==== 提示された文章 ====
その共通点とは、一言で言えば、「私的な宣誓」ということになると思います。
英語で言えば、"to
swear
privately"(私的に宣誓をすること)になるだろうか、と思いました。
どういうことかと言いますと、各種の法令に規定のある法律行為を行うということではなく、
人が、各種の法令に規定とは無関係に、
企業や個人の名誉・利害などに関係が有ることとして開示すべき内容についてはっきりと断言をする、
という共通点があるなと思ったわけです。
例えば、紹介している1つ目の記事は、税務の透明性を高めることを目的に法人税など納税の基本方針を公表する企業が増えている、
という内容です。
グループ全体の税負担額のうち、日本はいくら、北米はいくら、中国はいくら、といった具合に、
当期に会社が支払った地域別の法人税額を開示する企業が増えているわけです。
さらに、会社が支払った法人税額だけではなく、「税務指針」を明文化し会社の利害関係者に広く開示をする、
という企業が増えていると記事には書かれています。
この背景には、租税回避をしているのではないかという疑いを利害関係者から持たれないようにすることがある、とのことです。
税務コンプライアンスの遵守に力を入れている姿勢を利害関係者にアピールする狙いがあるわけです。
会社が明文化した「税務方針」に、
>「事業を展開する各地域で適切に納税し、過度な節税はしない」
>「租税回避の手段としてタックスヘイブンを悪用しない」
====
> [与えられた課題 1]
記録のうち「Category: mason jar」を含む行から記録の末尾までの範囲（両端を含む）を、指示文も含めてすべて書き直してもらえますか？その際、解答にある座標の数値だけを0.35倍に縮尺し、四捨五入（0.5は切り上げ）で整数にしてください。
==== データ ====
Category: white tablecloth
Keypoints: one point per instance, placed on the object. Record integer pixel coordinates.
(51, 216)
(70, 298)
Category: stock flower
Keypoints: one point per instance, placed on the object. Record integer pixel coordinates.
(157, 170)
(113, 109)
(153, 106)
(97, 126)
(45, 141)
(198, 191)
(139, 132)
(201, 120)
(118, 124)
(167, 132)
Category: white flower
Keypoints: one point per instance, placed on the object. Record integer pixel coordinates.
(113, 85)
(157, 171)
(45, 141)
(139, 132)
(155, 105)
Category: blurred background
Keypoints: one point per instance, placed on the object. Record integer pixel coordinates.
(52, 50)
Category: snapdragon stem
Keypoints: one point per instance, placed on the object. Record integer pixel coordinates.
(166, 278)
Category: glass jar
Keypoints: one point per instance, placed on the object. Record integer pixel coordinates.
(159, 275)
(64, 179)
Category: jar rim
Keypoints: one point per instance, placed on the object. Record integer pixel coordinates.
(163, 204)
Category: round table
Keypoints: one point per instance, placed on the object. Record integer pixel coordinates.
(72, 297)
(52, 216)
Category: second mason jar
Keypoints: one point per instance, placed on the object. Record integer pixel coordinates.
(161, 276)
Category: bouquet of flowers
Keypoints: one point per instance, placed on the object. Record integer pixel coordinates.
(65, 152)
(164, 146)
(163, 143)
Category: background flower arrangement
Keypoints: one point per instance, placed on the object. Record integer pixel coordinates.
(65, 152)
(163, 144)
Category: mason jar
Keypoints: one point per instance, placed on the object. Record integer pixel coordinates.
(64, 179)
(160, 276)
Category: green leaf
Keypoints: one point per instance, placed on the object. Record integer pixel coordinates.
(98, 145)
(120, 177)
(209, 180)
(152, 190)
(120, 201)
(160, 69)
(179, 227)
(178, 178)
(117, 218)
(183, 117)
====
> [与えられた課題 2]
法人税の開示についての文章のうち「どういうことかと言いますと、」から「ールする狙いがあるわけです。」までの範囲を、一字一句そのまま書き写してもらえますか？

> [出力全文 1]
Category: mason jar
Keypoints: one point per instance, placed on the object. Record integer pixel coordinates.
(22, 63)
(56, 97)
Category: green leaf
Keypoints: one point per instance, placed on the object. Record integer pixel coordinates.
(34, 51)
(42, 62)
(73, 63)
(53, 67)
(42, 70)
(56, 24)
(63, 79)
(62, 62)
(41, 76)
(64, 41)

> [出力全文 2]
どういうことかと言いますと、各種の法令に規定のある法律行為を行うということではなく、
人が、各種の法令に規定とは無関係に、
企業や個人の名誉・利害などに関係が有ることとして開示すべき内容についてはっきりと断言をする、
という共通点があるなと思ったわけです。
例えば、紹介している1つ目の記事は、税務の透明性を高めることを目的に法人税など納税の基本方針を公表する企業が増えている、
という内容です。
グループ全体の税負担額のうち、日本はいくら、北米はいくら、中国はいくら、といった具合に、
当期に会社が支払った地域別の法人税額を開示する企業が増えているわけです。
さらに、会社が支払った法人税額だけではなく、「税務指針」を明文化し会社の利害関係者に広く開示をする、
という企業が増えていると記事には書かれています。
この背景には、租税回避をしているのではないかという疑いを利害関係者から持たれないようにすることがある、とのことです。
税務コンプライアンスの遵守に力を入れている姿勢を利害関係者にアピールする狙いがあるわけです。